▸ EXERCISE GOAL
Can you gather every line in the records below that contains the word "woman" and copy each one out in full?

▸ Entries from a dataset
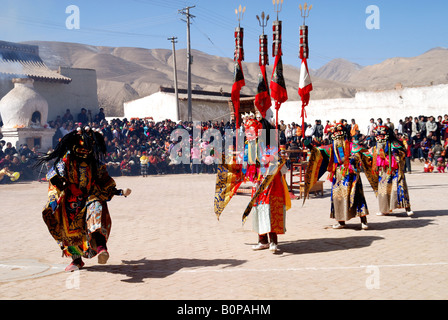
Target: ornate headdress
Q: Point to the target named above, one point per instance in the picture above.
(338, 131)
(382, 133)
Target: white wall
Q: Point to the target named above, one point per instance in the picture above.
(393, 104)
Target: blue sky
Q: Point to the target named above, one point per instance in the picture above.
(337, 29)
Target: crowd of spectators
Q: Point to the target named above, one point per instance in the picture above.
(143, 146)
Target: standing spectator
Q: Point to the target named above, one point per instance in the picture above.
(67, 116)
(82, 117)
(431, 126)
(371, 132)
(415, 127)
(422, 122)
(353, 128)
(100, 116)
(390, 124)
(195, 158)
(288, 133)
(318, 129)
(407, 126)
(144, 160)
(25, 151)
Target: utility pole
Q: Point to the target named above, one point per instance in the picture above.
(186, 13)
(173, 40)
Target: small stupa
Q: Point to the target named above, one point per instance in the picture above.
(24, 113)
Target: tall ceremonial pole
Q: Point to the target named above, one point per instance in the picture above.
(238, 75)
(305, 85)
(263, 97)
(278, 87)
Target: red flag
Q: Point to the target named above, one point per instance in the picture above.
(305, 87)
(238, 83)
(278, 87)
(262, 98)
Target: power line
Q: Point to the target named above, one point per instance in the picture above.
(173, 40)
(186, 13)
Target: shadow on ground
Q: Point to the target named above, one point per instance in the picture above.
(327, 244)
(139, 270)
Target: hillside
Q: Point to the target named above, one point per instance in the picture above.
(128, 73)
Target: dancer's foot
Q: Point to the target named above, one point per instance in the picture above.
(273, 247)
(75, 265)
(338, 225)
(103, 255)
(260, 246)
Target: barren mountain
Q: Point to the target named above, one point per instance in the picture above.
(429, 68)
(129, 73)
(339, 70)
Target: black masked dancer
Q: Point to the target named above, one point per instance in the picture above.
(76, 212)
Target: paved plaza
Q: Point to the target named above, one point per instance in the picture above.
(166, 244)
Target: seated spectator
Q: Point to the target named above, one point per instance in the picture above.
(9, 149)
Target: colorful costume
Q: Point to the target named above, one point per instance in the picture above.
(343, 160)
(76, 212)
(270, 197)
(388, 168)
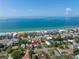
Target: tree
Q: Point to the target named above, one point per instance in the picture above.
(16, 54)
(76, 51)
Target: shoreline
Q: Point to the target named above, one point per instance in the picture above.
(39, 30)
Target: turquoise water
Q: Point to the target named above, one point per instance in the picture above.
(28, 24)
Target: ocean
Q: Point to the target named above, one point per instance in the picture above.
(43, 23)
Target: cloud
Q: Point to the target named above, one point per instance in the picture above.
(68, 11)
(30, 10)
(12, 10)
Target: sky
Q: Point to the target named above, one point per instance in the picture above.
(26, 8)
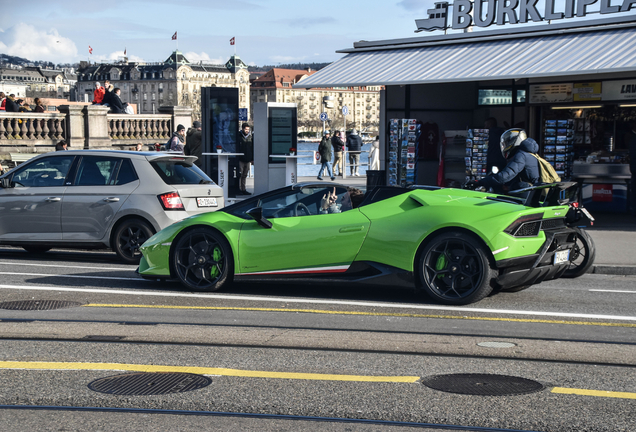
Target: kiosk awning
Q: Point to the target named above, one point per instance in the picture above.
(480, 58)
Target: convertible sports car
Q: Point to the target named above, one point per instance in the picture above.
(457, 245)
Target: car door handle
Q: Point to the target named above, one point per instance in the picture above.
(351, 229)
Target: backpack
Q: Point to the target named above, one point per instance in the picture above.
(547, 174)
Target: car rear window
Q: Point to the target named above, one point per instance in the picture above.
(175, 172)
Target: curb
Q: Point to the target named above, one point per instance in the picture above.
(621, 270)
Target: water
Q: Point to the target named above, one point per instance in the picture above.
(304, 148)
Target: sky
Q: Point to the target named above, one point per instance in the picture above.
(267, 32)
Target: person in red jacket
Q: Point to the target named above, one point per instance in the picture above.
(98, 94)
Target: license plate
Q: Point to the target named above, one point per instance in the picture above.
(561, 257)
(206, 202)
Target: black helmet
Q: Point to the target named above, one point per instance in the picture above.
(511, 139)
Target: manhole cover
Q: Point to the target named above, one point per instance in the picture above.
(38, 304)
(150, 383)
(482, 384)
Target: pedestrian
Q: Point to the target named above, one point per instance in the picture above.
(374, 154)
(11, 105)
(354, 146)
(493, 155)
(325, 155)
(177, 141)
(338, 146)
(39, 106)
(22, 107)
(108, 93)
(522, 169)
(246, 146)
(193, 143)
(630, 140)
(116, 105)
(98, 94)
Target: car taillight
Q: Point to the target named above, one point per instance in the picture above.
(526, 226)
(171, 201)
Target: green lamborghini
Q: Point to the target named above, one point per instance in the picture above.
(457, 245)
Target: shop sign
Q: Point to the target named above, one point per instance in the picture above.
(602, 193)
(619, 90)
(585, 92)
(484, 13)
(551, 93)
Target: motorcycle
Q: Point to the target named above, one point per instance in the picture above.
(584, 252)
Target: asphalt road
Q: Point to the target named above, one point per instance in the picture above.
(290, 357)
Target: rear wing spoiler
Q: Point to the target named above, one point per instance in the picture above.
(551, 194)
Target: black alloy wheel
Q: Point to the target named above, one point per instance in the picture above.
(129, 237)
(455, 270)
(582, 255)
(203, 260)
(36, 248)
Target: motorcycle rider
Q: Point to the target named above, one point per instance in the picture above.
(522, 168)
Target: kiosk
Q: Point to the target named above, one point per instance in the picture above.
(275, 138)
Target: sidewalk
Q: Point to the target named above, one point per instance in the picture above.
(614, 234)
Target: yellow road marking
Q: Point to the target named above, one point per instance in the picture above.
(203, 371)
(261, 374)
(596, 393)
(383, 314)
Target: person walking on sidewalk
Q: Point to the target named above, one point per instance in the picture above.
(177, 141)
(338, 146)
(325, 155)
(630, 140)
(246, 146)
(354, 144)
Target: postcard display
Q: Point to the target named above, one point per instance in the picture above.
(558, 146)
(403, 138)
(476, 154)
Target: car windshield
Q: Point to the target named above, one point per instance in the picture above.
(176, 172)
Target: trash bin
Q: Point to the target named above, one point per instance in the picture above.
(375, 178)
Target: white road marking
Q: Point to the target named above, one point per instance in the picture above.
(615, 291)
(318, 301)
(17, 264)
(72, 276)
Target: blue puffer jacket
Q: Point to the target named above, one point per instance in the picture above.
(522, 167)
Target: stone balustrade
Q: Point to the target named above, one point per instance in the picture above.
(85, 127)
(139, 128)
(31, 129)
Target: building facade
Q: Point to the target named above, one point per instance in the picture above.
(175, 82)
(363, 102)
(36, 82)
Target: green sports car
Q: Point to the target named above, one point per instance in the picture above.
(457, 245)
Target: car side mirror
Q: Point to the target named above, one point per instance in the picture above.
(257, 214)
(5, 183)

---

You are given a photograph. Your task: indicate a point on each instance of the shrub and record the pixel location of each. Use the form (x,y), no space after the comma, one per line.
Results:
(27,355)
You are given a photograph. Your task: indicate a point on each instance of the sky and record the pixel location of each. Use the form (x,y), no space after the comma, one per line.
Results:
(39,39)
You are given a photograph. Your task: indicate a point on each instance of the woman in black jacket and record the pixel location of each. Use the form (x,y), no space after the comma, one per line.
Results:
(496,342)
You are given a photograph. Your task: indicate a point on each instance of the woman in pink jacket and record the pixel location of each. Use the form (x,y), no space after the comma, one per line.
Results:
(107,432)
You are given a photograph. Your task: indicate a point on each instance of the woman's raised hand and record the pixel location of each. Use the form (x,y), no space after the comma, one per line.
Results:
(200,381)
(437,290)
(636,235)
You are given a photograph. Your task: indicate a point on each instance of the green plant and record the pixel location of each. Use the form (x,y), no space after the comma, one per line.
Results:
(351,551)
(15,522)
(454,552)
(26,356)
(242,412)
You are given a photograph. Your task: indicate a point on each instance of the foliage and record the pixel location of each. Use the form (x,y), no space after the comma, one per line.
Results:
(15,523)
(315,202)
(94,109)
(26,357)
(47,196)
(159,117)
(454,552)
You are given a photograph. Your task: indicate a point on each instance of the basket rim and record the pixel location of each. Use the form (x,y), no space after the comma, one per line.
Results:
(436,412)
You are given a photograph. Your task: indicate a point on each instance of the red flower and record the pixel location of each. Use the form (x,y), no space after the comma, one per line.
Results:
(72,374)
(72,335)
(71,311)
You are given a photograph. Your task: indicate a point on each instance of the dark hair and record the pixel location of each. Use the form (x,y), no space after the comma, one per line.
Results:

--

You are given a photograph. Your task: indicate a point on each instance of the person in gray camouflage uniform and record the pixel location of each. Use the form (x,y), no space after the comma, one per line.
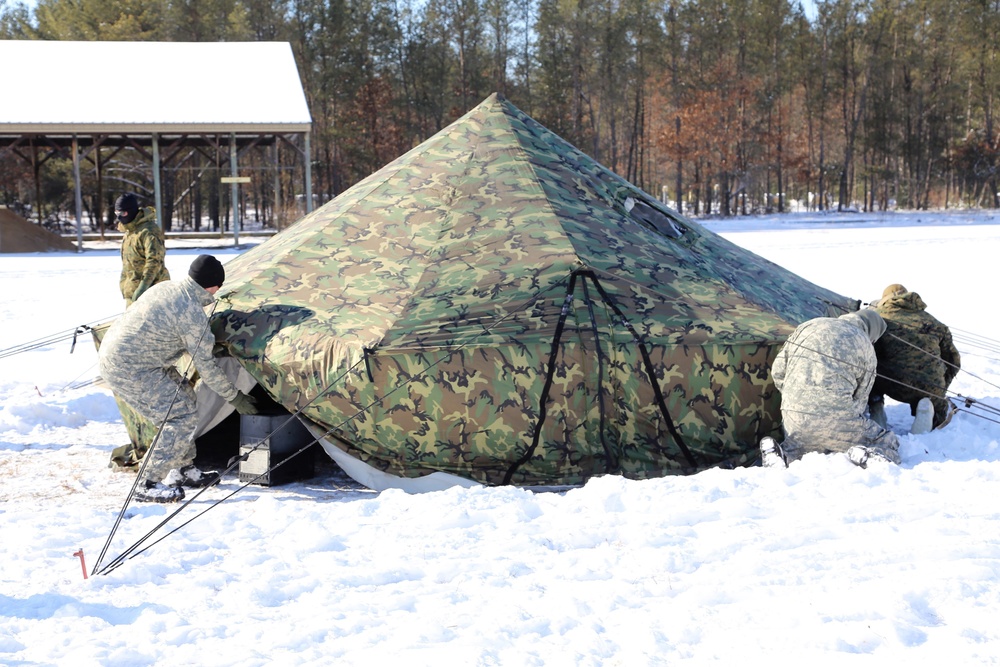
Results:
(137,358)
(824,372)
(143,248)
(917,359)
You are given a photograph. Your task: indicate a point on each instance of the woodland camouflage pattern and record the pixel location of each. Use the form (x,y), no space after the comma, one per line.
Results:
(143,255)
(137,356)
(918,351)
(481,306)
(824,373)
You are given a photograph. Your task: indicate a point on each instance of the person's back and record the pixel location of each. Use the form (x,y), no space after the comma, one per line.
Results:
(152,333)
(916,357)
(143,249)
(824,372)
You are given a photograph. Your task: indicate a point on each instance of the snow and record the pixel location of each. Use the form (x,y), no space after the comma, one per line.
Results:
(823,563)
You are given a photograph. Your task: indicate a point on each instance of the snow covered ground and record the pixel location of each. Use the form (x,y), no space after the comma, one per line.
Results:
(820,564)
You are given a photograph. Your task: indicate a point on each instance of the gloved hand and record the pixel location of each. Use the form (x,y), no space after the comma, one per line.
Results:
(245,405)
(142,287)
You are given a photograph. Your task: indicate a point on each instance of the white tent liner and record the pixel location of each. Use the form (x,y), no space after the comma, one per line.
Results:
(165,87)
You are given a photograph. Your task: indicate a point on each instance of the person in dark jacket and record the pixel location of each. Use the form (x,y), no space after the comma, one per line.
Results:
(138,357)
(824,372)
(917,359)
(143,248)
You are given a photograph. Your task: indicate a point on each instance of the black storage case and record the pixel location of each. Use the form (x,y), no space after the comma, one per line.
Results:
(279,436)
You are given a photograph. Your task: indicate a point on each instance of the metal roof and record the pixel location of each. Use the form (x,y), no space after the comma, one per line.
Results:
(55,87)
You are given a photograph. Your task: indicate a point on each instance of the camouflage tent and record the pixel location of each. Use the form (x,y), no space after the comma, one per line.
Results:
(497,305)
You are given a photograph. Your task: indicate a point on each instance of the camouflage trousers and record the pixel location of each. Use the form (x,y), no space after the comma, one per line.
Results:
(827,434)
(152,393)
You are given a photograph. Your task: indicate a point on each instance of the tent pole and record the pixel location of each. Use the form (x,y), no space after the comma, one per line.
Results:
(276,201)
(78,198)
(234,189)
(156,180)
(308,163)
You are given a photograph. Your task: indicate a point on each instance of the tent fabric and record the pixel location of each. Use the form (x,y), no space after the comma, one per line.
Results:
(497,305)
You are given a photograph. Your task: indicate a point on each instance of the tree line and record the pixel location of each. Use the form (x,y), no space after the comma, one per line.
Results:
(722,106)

▸ TASK ANSWER
You are given a photograph. Your task: indicate a point on each instance of the woman in black jacket and record the pixel location of each. Use the form (x,y), no space after the comma, one per line.
You are given a photograph. Your task: indicate a point on each instance of the woman in pink jacket and record the pixel location of each. Use the form (x,y), no space after the comma, one per line.
You are given a photograph. Your task: indicate a point on each instance of the woman's raised hand and record the pixel location of each. Use the form (x,y), no space after the comma, one per line.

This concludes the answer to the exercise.